SUPPLIED TEXT:
<<<<

Tuesday, March 13, 2007

Through a Glass, Dorkly

βλεπομεν γαρ αρτι δι εσοπτρου εν αινιγματι is rendered in the King James Version of the Bible as: "For now we see through a glass, darkly."

There is no getting around it: As we age, our individual point of view shifts. We look upon a person, place, or thing differently than we may have earlier. Even our wish list undergoes a sea change. At one time in my life, the top items on my wish list were atlases, comic books, licorice cigarettes, and tops (spinning tops). That was then.

It is a fact that as we age, our eyes have more difficulty adjusting to shifts in light; things take longer than they once did; we may be creatures of the night in an interior sense, but we did not evolve to become night predators (except perhaps in the interior sense).

>>>>

TASKS TO COMPLETE:
• a. Say whether each statement agrees with the post about aging. Answer yes or no, and quote the deciding words. (i) The King James Version renders the Greek line as "For now we see through a glass, darkly." (ii) Licorice cigarettes were once among the top items on the writer's wish list. (iii) As we age, our eyes adjust more easily to shifts in light.
• b. According to the post about aging, what kind of tops were on the writer's wish list?
• c. Write out the post about aging from "Through a Glass, Dorkly" up to and including "That was then.", switching "wish list" to "shopping list".
The data after this post is separate material.

[Source records]
<<<<

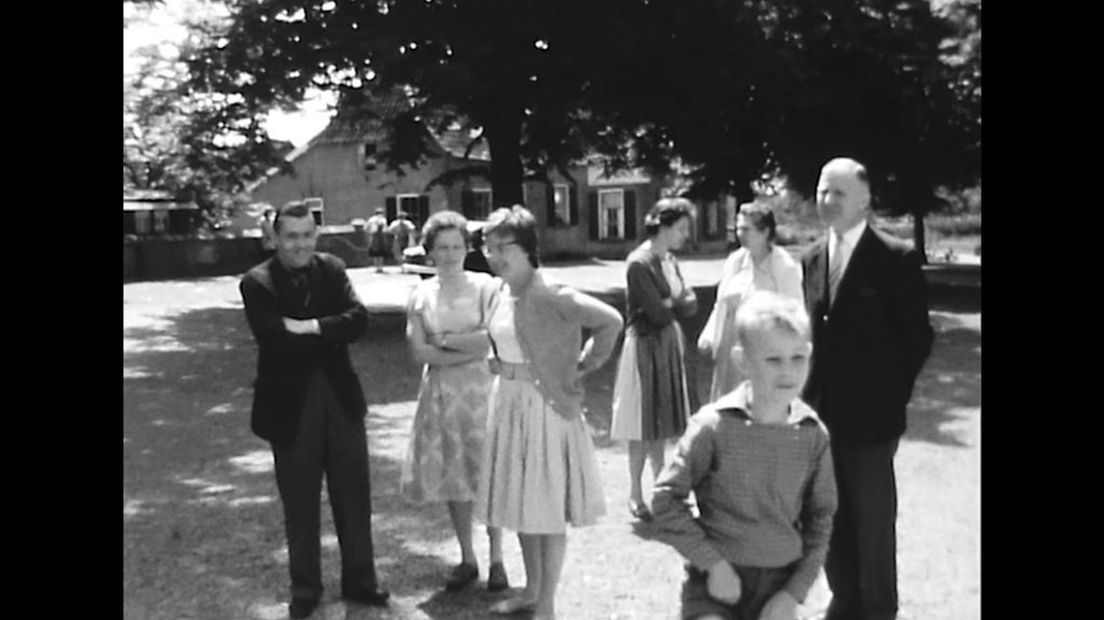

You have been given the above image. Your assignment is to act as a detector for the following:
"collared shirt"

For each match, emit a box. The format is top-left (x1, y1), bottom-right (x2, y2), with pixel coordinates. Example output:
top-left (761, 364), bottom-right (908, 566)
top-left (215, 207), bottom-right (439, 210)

top-left (489, 270), bottom-right (624, 419)
top-left (828, 220), bottom-right (867, 274)
top-left (651, 382), bottom-right (837, 601)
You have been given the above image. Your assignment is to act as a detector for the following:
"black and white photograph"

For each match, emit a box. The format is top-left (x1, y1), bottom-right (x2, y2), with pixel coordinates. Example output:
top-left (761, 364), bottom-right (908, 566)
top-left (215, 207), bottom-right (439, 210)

top-left (123, 0), bottom-right (981, 620)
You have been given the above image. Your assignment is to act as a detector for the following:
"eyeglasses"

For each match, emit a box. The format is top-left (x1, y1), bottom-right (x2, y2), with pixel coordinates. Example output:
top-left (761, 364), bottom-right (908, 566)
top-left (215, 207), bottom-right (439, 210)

top-left (482, 237), bottom-right (518, 256)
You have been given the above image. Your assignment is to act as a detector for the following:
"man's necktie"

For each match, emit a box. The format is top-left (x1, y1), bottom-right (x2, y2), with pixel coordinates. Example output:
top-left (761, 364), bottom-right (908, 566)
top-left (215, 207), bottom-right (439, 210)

top-left (828, 233), bottom-right (845, 307)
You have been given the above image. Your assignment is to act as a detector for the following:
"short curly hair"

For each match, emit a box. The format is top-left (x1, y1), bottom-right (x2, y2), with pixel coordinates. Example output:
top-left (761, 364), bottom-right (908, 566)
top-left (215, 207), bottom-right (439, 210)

top-left (737, 201), bottom-right (778, 242)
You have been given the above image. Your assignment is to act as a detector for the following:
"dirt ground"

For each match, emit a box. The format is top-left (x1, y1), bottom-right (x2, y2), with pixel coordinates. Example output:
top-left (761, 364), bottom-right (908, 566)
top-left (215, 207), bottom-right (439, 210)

top-left (123, 264), bottom-right (981, 620)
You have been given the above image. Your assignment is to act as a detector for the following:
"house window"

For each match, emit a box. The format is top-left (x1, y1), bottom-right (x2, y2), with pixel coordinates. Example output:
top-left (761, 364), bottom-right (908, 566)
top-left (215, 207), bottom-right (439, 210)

top-left (361, 142), bottom-right (376, 172)
top-left (302, 197), bottom-right (323, 226)
top-left (552, 183), bottom-right (575, 226)
top-left (598, 190), bottom-right (625, 239)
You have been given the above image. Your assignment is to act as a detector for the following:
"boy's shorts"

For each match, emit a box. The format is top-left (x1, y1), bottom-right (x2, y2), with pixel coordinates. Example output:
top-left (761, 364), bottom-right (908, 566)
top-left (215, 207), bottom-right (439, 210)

top-left (681, 564), bottom-right (794, 620)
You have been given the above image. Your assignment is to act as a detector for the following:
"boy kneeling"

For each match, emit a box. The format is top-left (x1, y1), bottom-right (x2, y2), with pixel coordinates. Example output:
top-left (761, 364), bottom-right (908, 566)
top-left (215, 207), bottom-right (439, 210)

top-left (651, 292), bottom-right (836, 620)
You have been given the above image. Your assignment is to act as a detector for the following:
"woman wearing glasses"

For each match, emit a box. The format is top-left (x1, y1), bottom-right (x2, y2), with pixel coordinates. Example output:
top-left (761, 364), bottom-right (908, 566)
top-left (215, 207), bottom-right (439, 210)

top-left (476, 206), bottom-right (622, 620)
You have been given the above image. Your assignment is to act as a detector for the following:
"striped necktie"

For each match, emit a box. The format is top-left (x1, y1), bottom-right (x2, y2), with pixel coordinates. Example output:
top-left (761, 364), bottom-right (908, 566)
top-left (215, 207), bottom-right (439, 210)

top-left (828, 232), bottom-right (845, 307)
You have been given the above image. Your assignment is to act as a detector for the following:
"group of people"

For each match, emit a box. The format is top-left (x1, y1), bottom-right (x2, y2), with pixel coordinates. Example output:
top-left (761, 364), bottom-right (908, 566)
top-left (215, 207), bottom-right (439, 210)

top-left (241, 159), bottom-right (933, 620)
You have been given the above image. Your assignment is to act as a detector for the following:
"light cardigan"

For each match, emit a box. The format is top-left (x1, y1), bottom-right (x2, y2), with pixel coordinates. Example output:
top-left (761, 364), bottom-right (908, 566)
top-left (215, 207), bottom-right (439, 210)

top-left (698, 245), bottom-right (805, 355)
top-left (488, 270), bottom-right (624, 419)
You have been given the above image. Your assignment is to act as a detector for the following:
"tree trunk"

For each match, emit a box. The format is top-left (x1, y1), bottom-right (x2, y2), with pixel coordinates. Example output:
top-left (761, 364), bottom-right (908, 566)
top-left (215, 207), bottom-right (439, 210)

top-left (485, 105), bottom-right (523, 209)
top-left (912, 209), bottom-right (927, 265)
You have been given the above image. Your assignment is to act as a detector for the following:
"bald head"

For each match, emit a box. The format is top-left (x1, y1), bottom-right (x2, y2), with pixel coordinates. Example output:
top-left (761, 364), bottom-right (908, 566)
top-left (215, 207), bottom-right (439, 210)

top-left (817, 158), bottom-right (870, 234)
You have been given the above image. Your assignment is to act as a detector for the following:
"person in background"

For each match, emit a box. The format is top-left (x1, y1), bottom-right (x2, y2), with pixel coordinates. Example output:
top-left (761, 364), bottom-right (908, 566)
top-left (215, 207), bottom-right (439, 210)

top-left (476, 205), bottom-right (622, 620)
top-left (698, 202), bottom-right (805, 400)
top-left (400, 211), bottom-right (509, 591)
top-left (388, 211), bottom-right (414, 265)
top-left (464, 223), bottom-right (495, 275)
top-left (240, 202), bottom-right (390, 618)
top-left (364, 209), bottom-right (391, 274)
top-left (802, 158), bottom-right (934, 620)
top-left (651, 291), bottom-right (837, 620)
top-left (259, 206), bottom-right (276, 258)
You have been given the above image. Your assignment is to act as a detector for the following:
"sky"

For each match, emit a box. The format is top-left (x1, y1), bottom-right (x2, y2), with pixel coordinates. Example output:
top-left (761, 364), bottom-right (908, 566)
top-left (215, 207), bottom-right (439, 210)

top-left (123, 0), bottom-right (332, 147)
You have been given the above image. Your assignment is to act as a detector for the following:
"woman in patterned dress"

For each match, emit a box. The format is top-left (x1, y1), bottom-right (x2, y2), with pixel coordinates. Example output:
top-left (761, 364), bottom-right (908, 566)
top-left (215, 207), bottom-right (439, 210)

top-left (698, 202), bottom-right (805, 402)
top-left (609, 199), bottom-right (698, 521)
top-left (476, 206), bottom-right (622, 620)
top-left (402, 211), bottom-right (509, 591)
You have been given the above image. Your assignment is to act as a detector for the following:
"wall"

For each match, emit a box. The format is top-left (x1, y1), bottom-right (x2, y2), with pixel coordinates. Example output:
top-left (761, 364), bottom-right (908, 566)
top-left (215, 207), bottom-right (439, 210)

top-left (123, 226), bottom-right (371, 281)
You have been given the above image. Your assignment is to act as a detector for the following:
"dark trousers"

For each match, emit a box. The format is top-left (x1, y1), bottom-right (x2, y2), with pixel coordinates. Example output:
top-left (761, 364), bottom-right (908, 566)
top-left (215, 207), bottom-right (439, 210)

top-left (825, 437), bottom-right (898, 620)
top-left (272, 374), bottom-right (376, 598)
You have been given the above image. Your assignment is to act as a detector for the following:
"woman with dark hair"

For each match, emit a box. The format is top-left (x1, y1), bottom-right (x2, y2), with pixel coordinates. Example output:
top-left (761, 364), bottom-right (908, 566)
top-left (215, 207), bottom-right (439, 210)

top-left (400, 211), bottom-right (509, 591)
top-left (609, 199), bottom-right (698, 521)
top-left (698, 202), bottom-right (805, 402)
top-left (476, 206), bottom-right (622, 620)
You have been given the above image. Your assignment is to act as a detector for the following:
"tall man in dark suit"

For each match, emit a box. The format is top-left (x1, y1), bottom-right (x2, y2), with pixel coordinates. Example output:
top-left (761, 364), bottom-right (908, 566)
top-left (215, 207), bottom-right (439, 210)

top-left (802, 158), bottom-right (933, 620)
top-left (241, 202), bottom-right (389, 618)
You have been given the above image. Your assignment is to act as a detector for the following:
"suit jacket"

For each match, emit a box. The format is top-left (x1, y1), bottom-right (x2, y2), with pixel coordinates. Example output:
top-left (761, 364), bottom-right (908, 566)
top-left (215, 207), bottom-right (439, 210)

top-left (802, 225), bottom-right (934, 442)
top-left (240, 253), bottom-right (368, 443)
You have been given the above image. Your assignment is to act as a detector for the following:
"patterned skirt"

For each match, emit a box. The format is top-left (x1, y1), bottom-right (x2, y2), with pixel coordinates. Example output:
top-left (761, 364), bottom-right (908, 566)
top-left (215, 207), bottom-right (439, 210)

top-left (400, 361), bottom-right (495, 502)
top-left (476, 376), bottom-right (606, 534)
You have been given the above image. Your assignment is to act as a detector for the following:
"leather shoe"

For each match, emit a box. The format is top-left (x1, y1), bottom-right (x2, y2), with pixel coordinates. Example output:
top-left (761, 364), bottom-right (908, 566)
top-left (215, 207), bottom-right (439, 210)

top-left (341, 588), bottom-right (391, 607)
top-left (487, 562), bottom-right (510, 592)
top-left (445, 564), bottom-right (479, 591)
top-left (287, 598), bottom-right (319, 618)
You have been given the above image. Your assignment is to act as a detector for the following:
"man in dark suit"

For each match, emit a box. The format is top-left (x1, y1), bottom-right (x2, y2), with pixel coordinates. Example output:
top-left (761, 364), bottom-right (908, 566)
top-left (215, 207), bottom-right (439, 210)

top-left (802, 158), bottom-right (933, 620)
top-left (241, 202), bottom-right (389, 618)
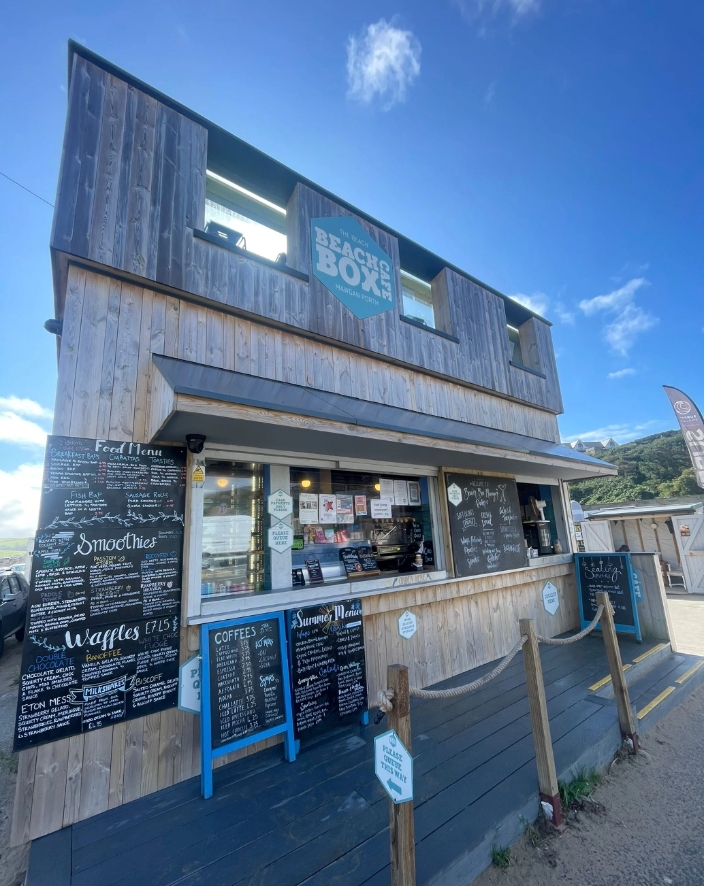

>>>>

RESULTS IN ORDER:
• a.
(i) Yes: "is rendered in the King James Version of the Bible as: "For now we see through a glass, darkly.""
(ii) Yes: "At one time in my life, the top items on my wish list were atlases, comic books, licorice cigarettes, and tops (spinning tops)."
(iii) No: "as we age, our eyes have more difficulty adjusting to shifts in light"

• b. Spinning tops.

• c.
Through a Glass, Dorkly

βλεπομεν γαρ αρτι δι εσοπτρου εν αινιγματι is rendered in the King James Version of the Bible as: "For now we see through a glass, darkly."

There is no getting around it: As we age, our individual point of view shifts. We look upon a person, place, or thing differently than we may have earlier. Even our shopping list undergoes a sea change. At one time in my life, the top items on my shopping list were atlases, comic books, licorice cigarettes, and tops (spinning tops). That was then.